#### Статья:
___
Но на следующий же день по всему городу появились на стенах надписи такого содержания: «Жиди постріляли кращих синів українського народу!» и «Смерть жидам!»

И хоть представители Мельника обвинили в убийстве сторонников Бандеры, но все равно, как потом оказалось, все грехи свалили на евреев.

Похороны Сциборского и Сеника были, можно сказать, пышными. Все мальчишки, и я в том числе, бегали в центр к собору посмотреть издалека на происходящее.

Возле собора стояло много полицаев. Многих из них я знал со школьной скамьи, только они были старше меня: учились в 7-м классе, а я в 4-м...

Стояли они с черными повязками и на лицах была скорбь. На похоронах вообще были только одни полицаи да их приближенные.

Ну, после траурной церемонии и начали расстреливать евреев.

На месте старой тюрьмы, возле площади, где когда-то был базар, сделали «гетто».

И с того дня стали возить из «гетто» на Богунию. А там расстреливать — в лесу, слева от дороги».
___
#### Материал к заданию:
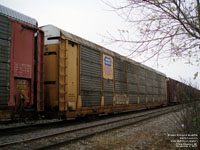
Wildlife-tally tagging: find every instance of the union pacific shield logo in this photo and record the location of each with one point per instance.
(107, 67)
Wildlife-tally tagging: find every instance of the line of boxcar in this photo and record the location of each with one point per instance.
(21, 64)
(84, 78)
(69, 76)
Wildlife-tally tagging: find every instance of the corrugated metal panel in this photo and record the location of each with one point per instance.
(120, 64)
(132, 88)
(120, 87)
(149, 90)
(90, 78)
(133, 99)
(108, 98)
(142, 72)
(5, 11)
(132, 68)
(90, 98)
(90, 83)
(142, 81)
(132, 78)
(4, 74)
(4, 51)
(142, 99)
(120, 75)
(4, 94)
(149, 82)
(142, 89)
(5, 28)
(108, 92)
(150, 98)
(5, 37)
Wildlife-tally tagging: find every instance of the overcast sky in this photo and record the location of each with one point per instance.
(90, 19)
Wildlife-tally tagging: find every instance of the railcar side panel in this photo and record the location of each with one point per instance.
(90, 77)
(5, 46)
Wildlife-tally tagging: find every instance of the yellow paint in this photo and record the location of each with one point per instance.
___
#### Задания:
1. Ответьте по статье на три вопроса:
(a) Какие надписи появились на стенах города на следующий день?
(b) Где сделали «гетто»?
(c) Куда возили людей из «гетто» и где их расстреливали?
2. Перепечатайте, пожалуйста, без изменений строки списка: от строки с «Wildlife-tally tagging: find every instance of the corrugated» до последней строки списка включительно.

#### Ответы:
1.
(a) «Жиди постріляли кращих синів українського народу!» и «Смерть жидам!»
(b) На месте старой тюрьмы, возле площади, где когда-то был базар.
(c) На Богунию; расстреливали в лесу, слева от дороги.

2.
Wildlife-tally tagging: find every instance of the corrugated metal panel in this photo and record the location of each with one point per instance.
(120, 64)
(132, 88)
(120, 87)
(149, 90)
(90, 78)
(133, 99)
(108, 98)
(142, 72)
(5, 11)
(132, 68)
(90, 98)
(90, 83)
(142, 81)
(132, 78)
(4, 74)
(4, 51)
(142, 99)
(120, 75)
(4, 94)
(149, 82)
(142, 89)
(5, 28)
(108, 92)
(150, 98)
(5, 37)
Wildlife-tally tagging: find every instance of the overcast sky in this photo and record the location of each with one point per instance.
(90, 19)
Wildlife-tally tagging: find every instance of the railcar side panel in this photo and record the location of each with one point per instance.
(90, 77)
(5, 46)
Wildlife-tally tagging: find every instance of the yellow paint in this photo and record the location of each with one point per instance.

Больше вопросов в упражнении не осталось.